**PROBLEM SET**
1. Say whether each statement agrees with the passage on perplexity-aware masking, answering yes or no and quoting the deciding words: (a) the method needs synthetic data during fine-tuning; (b) Mistral-7B was among the architectures tested; (c) the method masks low-perplexity tokens.
2. Carry on the passage on perplexity-aware masking, starting after its last sentence.

**SOURCE TEXT**

BEGIN

This work investigates the underlying mechanism by which LLM-generated data enhances out-of-distribution (OOD) generalization. We identify token-level perplexity as the key determinant of fine-tuning robustness: generated data improves OOD performance primarily by reducing the density of high-perplexity tokens in the training distribution, thereby mitigating overfitting to in-domain spurious correlations. Building on this insight, we propose *perplexity-aware masking*—a novel paradigm that dynamically masks high-perplexity tokens during fine-tuning on real data alone, without requiring any synthetic data. Extensive experiments across diverse architectures (Gemma2-2B, Mistral-7B, Llama3-8B) and multi-task, multi-domain benchmarks demonstrate an average OOD accuracy gain of 12.3%. Crucially, our method matches the robustness of generation-augmented baselines while eliminating the need for data generation—offering superior interpretability, controllability, and computational efficiency.

END

**THE DATA**
BEGIN

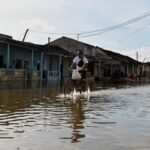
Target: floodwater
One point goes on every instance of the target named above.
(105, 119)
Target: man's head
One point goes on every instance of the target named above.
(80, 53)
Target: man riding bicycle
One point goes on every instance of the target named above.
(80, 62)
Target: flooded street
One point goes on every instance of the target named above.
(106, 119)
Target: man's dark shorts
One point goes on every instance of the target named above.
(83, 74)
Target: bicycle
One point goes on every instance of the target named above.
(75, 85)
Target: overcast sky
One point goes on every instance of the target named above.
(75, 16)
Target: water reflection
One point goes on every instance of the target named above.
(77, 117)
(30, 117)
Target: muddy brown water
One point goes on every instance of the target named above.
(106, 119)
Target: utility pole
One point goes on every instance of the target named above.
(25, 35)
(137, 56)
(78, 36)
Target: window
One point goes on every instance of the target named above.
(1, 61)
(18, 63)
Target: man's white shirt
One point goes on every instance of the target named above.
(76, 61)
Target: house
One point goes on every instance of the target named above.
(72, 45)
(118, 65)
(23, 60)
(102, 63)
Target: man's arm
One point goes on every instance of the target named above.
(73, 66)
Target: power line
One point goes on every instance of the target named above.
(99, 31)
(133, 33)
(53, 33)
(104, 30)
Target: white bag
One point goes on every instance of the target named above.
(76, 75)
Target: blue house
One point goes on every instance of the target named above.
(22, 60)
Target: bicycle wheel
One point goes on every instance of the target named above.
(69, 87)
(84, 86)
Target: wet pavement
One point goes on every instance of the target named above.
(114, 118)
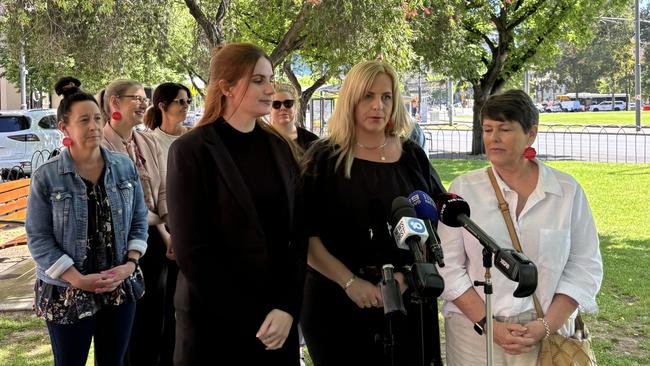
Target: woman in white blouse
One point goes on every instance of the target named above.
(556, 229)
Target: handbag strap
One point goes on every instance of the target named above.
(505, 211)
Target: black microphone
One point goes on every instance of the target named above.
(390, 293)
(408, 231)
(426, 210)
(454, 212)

END

**TASK-BY-TASK OUTPUTS**
1.
(a) No: "on real data alone, without requiring any synthetic data"
(b) Yes: "Gemma2-2B, Mistral-7B, Llama3-8B"
(c) No: "dynamically masks high-perplexity tokens"

2.
Maintaining consistent model performance across domains is a fundamental challenge in machine learning. While recent work has explored using LLM-generated data for fine-tuning, its impact on cross-domain generalization remains poorly understood. In this paper, we present a systematic analysis revealing that fine-tuning with LLM-generated data not only improves target task performance but also reduces out-of-domain (OOD) degradation compared to fine-tuning with ground truth data. Through analyzing the data sequence in tasks of various domains, we demonstrate that this enhanced OOD robustness stems from a reduced prevalence of high perplexity tokens in LLM-generated sequences. Following this hypothesis we showed that masking high perplexity tokens in ground truth training data also achieves similar OOD preservation comparable to using LLM-generated data. Extensive experiments across diverse model architectures and scales, including Gemma2-2B, Mistral-7B and Llama3-8B, corroborate the consistency of our findings. To the best of our knowledge, this work provides the first mechanistic explanation for the superior OOD robustness conferred by LLM-generated training data, offering valuable insights for developing more robust fine-tuning strategies.